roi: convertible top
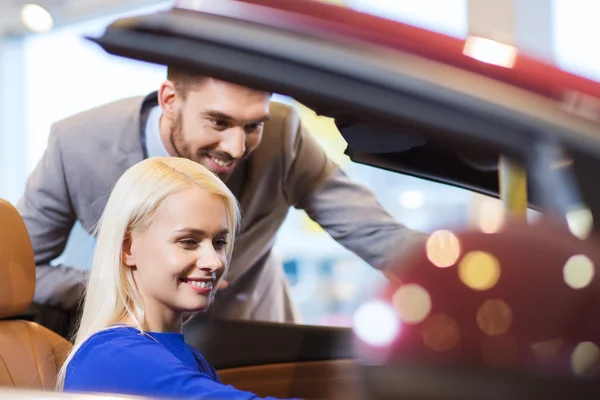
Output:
[92,0,600,212]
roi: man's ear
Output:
[158,80,178,121]
[121,232,136,267]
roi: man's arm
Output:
[286,107,427,270]
[17,129,87,309]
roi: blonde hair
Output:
[56,157,240,390]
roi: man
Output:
[18,68,424,332]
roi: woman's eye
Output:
[214,239,227,248]
[179,239,198,246]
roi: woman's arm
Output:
[65,333,298,400]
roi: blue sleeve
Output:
[64,335,296,400]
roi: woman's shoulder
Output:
[77,326,152,356]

*SET PROBLEM*. Without the pictures, write out the whole listing above exactly as it appears.

*EXERCISE OUTPUT*.
roi: convertible top
Output:
[92,0,600,212]
roi: man's ear
Output:
[158,80,178,121]
[121,232,136,267]
roi: man's arm
Output:
[286,107,427,270]
[17,129,87,309]
roi: blonde hair
Output:
[56,157,240,390]
roi: man
Output:
[18,68,424,332]
roi: woman's eye
Output:
[214,239,227,248]
[179,239,198,246]
roi: woman's arm
Output:
[65,333,298,400]
roi: blue sleeve
Output:
[64,335,296,400]
roi: woman's shoulder
Output:
[77,326,152,356]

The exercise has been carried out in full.